Record set:
▬▬▬▬▬▬
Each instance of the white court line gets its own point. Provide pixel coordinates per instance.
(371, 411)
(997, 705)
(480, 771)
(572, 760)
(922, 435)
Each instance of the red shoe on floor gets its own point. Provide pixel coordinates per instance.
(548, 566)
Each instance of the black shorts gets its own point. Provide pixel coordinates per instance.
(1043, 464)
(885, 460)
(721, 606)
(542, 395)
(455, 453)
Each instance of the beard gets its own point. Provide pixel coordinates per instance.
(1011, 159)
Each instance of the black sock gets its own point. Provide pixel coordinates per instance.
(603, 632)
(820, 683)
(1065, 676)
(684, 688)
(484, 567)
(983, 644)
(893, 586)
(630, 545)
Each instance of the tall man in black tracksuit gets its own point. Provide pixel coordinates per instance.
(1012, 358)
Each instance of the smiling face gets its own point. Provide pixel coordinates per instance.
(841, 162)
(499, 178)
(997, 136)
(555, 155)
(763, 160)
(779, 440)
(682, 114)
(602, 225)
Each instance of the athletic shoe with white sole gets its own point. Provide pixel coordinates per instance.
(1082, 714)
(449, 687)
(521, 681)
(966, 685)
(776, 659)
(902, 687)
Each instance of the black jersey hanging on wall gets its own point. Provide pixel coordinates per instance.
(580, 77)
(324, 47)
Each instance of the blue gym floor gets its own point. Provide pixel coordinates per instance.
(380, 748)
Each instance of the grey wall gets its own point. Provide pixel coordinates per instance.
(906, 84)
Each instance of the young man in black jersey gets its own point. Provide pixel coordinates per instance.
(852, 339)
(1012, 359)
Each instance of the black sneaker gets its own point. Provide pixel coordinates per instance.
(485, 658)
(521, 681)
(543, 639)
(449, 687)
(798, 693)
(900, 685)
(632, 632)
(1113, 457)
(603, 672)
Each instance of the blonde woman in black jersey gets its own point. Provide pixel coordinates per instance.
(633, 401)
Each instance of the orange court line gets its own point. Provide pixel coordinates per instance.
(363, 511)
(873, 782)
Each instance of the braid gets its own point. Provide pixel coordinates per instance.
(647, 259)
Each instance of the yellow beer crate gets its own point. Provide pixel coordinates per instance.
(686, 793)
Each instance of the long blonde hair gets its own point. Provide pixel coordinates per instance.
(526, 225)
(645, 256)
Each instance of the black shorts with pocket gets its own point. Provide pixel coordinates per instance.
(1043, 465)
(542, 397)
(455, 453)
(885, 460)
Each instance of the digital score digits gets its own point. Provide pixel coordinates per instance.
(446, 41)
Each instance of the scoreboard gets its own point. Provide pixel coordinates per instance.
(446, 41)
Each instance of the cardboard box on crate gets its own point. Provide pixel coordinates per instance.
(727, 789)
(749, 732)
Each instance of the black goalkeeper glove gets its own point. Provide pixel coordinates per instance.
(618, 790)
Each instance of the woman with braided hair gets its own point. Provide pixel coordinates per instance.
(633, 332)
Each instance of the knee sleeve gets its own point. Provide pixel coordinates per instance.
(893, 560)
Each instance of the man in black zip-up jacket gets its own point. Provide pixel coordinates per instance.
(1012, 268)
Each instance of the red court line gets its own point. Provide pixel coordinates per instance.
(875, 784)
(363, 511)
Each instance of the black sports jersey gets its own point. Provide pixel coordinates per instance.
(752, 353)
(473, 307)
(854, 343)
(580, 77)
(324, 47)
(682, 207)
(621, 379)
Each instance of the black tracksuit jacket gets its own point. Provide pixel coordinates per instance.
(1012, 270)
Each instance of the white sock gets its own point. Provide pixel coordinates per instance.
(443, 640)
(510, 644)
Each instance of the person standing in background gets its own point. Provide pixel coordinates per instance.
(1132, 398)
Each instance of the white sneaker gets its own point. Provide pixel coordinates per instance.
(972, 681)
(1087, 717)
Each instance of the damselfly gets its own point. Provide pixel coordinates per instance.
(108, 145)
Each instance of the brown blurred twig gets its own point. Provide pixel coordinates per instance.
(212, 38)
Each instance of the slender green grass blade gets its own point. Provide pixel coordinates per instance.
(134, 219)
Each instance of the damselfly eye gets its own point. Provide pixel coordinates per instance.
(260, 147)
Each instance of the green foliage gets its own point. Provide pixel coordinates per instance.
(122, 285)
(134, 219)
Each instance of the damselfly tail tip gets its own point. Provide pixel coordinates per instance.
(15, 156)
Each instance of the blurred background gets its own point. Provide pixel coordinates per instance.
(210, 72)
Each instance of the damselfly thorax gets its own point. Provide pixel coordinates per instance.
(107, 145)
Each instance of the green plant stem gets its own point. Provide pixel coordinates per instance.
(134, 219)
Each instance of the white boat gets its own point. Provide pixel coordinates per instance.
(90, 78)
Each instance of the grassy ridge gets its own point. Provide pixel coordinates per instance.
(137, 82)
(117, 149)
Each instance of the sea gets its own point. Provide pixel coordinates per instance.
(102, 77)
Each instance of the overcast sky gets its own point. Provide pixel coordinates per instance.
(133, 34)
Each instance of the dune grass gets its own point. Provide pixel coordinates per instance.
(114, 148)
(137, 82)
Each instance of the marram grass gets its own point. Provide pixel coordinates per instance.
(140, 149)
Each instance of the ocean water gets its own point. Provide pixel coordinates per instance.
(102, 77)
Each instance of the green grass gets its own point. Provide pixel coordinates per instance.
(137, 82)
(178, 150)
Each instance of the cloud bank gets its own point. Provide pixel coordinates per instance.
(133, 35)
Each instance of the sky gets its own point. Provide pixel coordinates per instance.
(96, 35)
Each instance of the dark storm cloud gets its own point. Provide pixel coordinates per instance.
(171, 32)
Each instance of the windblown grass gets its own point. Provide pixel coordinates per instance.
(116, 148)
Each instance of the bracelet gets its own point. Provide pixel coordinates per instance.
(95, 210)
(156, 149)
▬▬▬▬▬▬
Task item: What's needed is every entry, returned word for word.

Result for this exercise:
Each instance of the white court line gets its own point. Provide pixel coordinates per instance.
(371, 411)
(997, 705)
(480, 771)
(572, 760)
(922, 435)
Each instance of the red shoe on floor gets its own point. Provide pixel coordinates per instance.
(548, 566)
Each instance of the black shorts gets its own point. Provide pixel coordinates per instance.
(1043, 464)
(885, 460)
(721, 606)
(542, 395)
(455, 453)
Each instance of the beard gets its own point. Provide pixel coordinates per instance.
(1011, 159)
Each instance of the black sock gets its own point. Provide pixel coordinates per instance.
(603, 632)
(820, 683)
(1065, 676)
(684, 688)
(484, 567)
(983, 644)
(893, 586)
(630, 545)
Each instance of the tall man in black tracksuit gets its own point. Provide pixel coordinates per instance.
(1012, 358)
Each instance of the smiling face gets its own point. Provide pixel coordinates per instance.
(841, 162)
(499, 178)
(997, 136)
(555, 155)
(763, 160)
(779, 440)
(682, 114)
(602, 225)
Each instance of the athletic shoe with white sole gets its own point. Provide pixel coordinates per instance.
(1082, 714)
(449, 687)
(521, 681)
(966, 685)
(776, 659)
(902, 687)
Each instance of the black jersey hanging on wall gets its own point. Provide pixel coordinates per instance.
(580, 77)
(324, 47)
Each instance of the blue gym floor gets its own point. Provide pixel coordinates per instance.
(380, 748)
Each instance of the grey wall gets its own point. Provide pixel coordinates per instance.
(906, 84)
Each instance of the young man in black jersey gets its own point. Provide pixel coordinates per instance.
(852, 339)
(1012, 359)
Each instance of the black sneaker gets its own point. Provide pixel coordinates per instance.
(485, 658)
(521, 681)
(543, 639)
(449, 687)
(798, 693)
(900, 685)
(632, 632)
(1113, 457)
(603, 672)
Each instance of the blonde woman in black jersey gets its own point. Provide pixel coordinates per instance.
(633, 401)
Each instance of the orange court line gets its own point. Provide pixel coordinates per instance.
(363, 511)
(873, 782)
Each instance of the braid gets its own point. Provide pixel coordinates per instance.
(647, 259)
Each instance of the yellow beer crate gets its own point. Provide pixel coordinates per instance.
(686, 793)
Each instance of the long blonde hair gets its own point. Provide pixel coordinates per instance.
(526, 225)
(645, 256)
Each instance of the black shorts with pocket gets its own point. Provide pixel coordinates per instance.
(1043, 465)
(542, 397)
(455, 453)
(885, 460)
Each instance of the digital score digits gets its own point. Provide pixel coordinates per instance.
(446, 41)
Each instance of the scoreboard gets its own point. Provide pixel coordinates per instance.
(446, 41)
Each instance of the cardboard box on crate gets its own point. Provide pixel coordinates per instance.
(727, 789)
(749, 732)
Each instance of the black goalkeeper glove gets its own point. Provide pixel coordinates per instance.
(618, 790)
Each instance of the woman with braided hair gets its own point. Provide pixel coordinates per instance.
(633, 332)
Each instance of the knee sleeve gets its own point. Provide pixel coordinates per instance.
(893, 560)
Each instance of the man in black zip-up jacket gets its own point. Provide pixel coordinates per instance.
(1012, 268)
Each instance of the red court line gets its own point. Provide pixel coordinates per instance.
(875, 784)
(363, 511)
Each instance of the black sports jersey gets its own point. Provide pixel coordinates per instance.
(752, 353)
(473, 307)
(854, 343)
(580, 77)
(324, 47)
(682, 207)
(621, 379)
Each instance of the black tracksuit jacket gets its own point. Provide pixel coordinates per instance.
(1012, 270)
Each instance of the white sock gets its own point. Provide pixel coordinates per instance.
(443, 640)
(510, 644)
Each instance of the person standing in background gets its own point. Provide pixel coordinates per instance.
(1132, 398)
Each instance of the white sneaker gets its own point. Provide pixel coordinates per instance.
(972, 681)
(1087, 717)
Each instance of the damselfly gets its own point. Provide pixel coordinates per instance.
(108, 145)
Each instance of the brown blurred twig gets its own point. Provide pixel coordinates per instance.
(212, 38)
Each instance of the slender green grass blade gets its own point. Provide pixel coordinates per instance.
(134, 219)
Each instance of the damselfly eye gets its own point. Provide pixel coordinates per instance.
(260, 147)
Each instance of the green foliage gets its own point. Provide pixel coordinates per instance.
(122, 285)
(134, 219)
Each instance of the damselfly tail tip gets its own point. Provide pixel coordinates per instance.
(15, 156)
Each instance of the blurred background gets its own point. Provide pixel coordinates per instance.
(210, 72)
Each instance of the damselfly thorax gets its own point. Provide pixel coordinates per instance.
(107, 145)
Each instance of the green plant stem gets its own point. Provide pixel coordinates per instance.
(134, 219)
Each instance of the white boat gets its own point. Provide pixel coordinates per instance.
(90, 78)
Each instance of the grassy ridge gets its own point. Provide pixel coordinates per instance.
(137, 82)
(117, 149)
Each instance of the sea gets its own point. Provide pixel coordinates per instance.
(102, 77)
Each instance of the overcast sky gets its own point. Provide pixel coordinates per instance.
(133, 34)
Each instance of the dune grass gets its own point. Provide pixel coordinates per instance.
(114, 148)
(137, 82)
Each instance of the marram grass gets its own point. Provide pixel coordinates per instance.
(140, 149)
Each instance of the ocean water gets its own point. Provide pixel coordinates per instance.
(102, 77)
Each instance of the green grass gets its own point. Provide pixel coordinates per instance.
(137, 82)
(178, 150)
Each instance of the cloud bank gets its own point. Provide pixel coordinates per instance.
(133, 35)
Each instance of the sky gets its own point. Provide pixel coordinates per instance.
(96, 35)
Each instance of the dark storm cloud gets its own point. Provide pixel coordinates per instance.
(171, 32)
Each instance of the windblown grass gets its own point. Provide pixel coordinates per instance.
(116, 148)
Each instance of the bracelet gets its own point. Provide pixel coordinates per instance.
(95, 210)
(156, 149)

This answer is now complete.